* _Short problem 1_:
In the column on economic warfare below, list every armed service named in the sentence beginning "A futurist might mention".

* _Extract provided_:
──────────

Largely unacknowledged as such, a fourth arm of the defence forces is shaping our world.

A futurist might mention space forces but after army, navy and air force, there is already a more potent factor at work. It goes back a hundred years and has gone through phases of being in and out of fashion.

It is economic warfare. This has evolved to become almost the first tool out of the locker when diplomacy begins to falter. Often sanctions come to mind, but this strand has depth and prevalence that go far beyond the daily grind of punitive measures.

The more politely packaged theme of “economic security” was explored last week at London’s Chatham House by the UK’s low-profile and efficient Deputy Prime Minister, Oliver Dowden.

Speaking in detail of his responsibilities, Mr Dowden left little doubt that the ratchet is being progressively tightened on the national security impact of investment and trade. As one of his colleagues revealed recently, there is a cabinet consensus that the UK is in a pre-war (as opposed to a post-Cold War) era.

Mr Dowden was asked to address the elephant in the room: that the UK’s laws are not only designed to blunt Chinese economic expansion but that the legislation also enforces a US lead.

Contrasting to the Cold War parallels, he vowed that while the UK would not decouple from China it would de-risk. In the spirit of honesty, he added, London’s rules would constantly adapt to reinforce this process.

UK Deputy Prime Minister Oliver Dowden delivers a speech about his vision for economic security at the Chatham House in London last week. EPA
UK Deputy Prime Minister Oliver Dowden delivers a speech about his vision for economic security at the Chatham House in London last week. EPA
Once a country starts on this path, the bureaucracy finds it very hard to stop and the politics then tends to go on mission creep

For a glimpse at how far the shift has already gone, Mr Dowden revealed that he was already making dozens of decisions every day about transactions in the UK economy. What happens is that he or his cabinet colleagues have powers to call in particular deals and run these through the prism of economic security.

One area of concern is how economic control turns into coercion, meaning that the owner would compel an outcome that the UK would deem as being against its interests. Bluntly, he said, there are areas that are so important that they are held exclusively within the ambit of the UK government.

But once a country starts on this path, the bureaucracy finds it very hard to stop and the politics then tends to go on mission creep. So it is that the gimlet eye is now focused not just on investment coming into the UK but also funds flowing to overseas activity as well.

The vigilance theme extends to efforts to secure its supply chains. The UK, for example, is willing to tackle at source the Houthi attacks on the Red Sea and Gulf of Oman shipping lanes.

──────────

* _Short problem 2_:
Pick out each line of the records that contains the word "verge".

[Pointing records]
──────────

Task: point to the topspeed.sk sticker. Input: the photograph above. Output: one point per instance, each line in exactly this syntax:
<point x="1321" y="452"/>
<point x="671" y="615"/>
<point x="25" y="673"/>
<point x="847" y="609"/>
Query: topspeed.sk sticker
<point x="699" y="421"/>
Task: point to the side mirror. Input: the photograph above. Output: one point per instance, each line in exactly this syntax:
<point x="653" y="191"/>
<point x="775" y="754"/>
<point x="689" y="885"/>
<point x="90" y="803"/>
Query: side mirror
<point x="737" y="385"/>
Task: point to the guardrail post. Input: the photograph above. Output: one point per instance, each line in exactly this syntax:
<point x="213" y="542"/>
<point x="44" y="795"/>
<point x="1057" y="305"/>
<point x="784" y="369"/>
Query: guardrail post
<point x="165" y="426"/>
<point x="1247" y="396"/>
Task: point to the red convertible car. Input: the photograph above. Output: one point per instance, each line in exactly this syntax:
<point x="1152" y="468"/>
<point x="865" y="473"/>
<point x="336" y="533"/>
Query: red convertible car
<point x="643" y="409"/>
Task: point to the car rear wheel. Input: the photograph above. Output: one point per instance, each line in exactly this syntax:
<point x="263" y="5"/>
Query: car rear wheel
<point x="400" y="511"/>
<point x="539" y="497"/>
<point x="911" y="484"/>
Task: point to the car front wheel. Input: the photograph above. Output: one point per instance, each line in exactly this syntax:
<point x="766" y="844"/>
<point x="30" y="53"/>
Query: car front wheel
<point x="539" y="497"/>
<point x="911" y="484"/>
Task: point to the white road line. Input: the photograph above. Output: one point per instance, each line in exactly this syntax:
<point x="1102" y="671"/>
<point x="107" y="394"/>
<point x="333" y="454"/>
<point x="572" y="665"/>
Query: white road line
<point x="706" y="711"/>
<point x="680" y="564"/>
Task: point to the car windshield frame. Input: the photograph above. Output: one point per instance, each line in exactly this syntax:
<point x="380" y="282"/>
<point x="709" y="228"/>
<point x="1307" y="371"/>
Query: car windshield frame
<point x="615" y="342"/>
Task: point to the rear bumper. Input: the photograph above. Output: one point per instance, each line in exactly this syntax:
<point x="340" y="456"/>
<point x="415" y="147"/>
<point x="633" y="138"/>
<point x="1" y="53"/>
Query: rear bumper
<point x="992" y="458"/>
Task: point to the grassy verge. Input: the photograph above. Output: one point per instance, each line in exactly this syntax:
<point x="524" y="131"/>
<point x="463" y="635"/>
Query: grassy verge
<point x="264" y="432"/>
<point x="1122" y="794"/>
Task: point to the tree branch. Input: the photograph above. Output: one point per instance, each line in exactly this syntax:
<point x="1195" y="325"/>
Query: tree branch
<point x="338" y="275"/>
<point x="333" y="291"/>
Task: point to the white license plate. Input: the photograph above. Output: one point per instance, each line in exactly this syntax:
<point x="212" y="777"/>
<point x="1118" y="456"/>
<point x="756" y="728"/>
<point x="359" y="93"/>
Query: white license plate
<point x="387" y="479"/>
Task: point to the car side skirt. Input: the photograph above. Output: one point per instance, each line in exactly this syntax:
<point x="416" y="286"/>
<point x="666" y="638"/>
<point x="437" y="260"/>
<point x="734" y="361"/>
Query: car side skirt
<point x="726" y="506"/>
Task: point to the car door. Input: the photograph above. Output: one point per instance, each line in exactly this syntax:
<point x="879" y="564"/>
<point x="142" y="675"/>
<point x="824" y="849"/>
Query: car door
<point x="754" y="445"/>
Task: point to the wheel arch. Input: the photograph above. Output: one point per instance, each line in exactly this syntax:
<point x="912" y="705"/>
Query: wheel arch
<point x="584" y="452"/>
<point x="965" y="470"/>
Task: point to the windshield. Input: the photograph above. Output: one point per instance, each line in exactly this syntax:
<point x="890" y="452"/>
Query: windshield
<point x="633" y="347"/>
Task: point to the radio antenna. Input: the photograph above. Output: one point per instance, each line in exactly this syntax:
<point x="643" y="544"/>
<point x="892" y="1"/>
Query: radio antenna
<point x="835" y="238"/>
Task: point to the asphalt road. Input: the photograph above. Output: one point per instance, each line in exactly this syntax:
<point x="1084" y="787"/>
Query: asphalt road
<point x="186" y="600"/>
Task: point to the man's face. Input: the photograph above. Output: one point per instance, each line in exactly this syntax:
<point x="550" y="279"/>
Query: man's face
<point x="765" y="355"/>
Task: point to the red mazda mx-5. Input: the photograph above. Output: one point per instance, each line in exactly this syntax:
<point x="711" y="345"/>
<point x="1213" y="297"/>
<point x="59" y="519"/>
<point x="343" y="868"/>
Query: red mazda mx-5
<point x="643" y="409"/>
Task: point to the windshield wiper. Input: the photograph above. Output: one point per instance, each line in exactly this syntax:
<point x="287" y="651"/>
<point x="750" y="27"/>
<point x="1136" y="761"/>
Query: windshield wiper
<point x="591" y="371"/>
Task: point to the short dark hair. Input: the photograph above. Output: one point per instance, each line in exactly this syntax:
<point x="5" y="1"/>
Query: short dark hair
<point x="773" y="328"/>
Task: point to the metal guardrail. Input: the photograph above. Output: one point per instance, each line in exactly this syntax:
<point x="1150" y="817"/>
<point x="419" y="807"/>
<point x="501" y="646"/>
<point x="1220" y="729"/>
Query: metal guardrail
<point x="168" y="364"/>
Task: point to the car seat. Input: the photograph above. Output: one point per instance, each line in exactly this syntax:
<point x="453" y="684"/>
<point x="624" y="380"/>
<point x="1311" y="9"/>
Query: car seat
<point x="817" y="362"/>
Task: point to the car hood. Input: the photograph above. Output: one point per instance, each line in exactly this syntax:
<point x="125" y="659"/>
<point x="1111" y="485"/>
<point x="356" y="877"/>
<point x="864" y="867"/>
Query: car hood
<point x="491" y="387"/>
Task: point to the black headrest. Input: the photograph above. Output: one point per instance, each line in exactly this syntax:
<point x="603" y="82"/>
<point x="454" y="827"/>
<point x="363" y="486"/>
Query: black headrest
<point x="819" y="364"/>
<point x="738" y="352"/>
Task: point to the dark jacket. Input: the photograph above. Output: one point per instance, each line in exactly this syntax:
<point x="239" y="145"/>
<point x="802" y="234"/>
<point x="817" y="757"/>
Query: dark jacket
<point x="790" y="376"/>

──────────

* _Exercise response 1_:
space forces, army, navy, air force

* _Exercise response 2_:
Task: point to the grassy verge. Input: the photograph above. Output: one point per instance, each line in exactly this syntax:
Query: grassy verge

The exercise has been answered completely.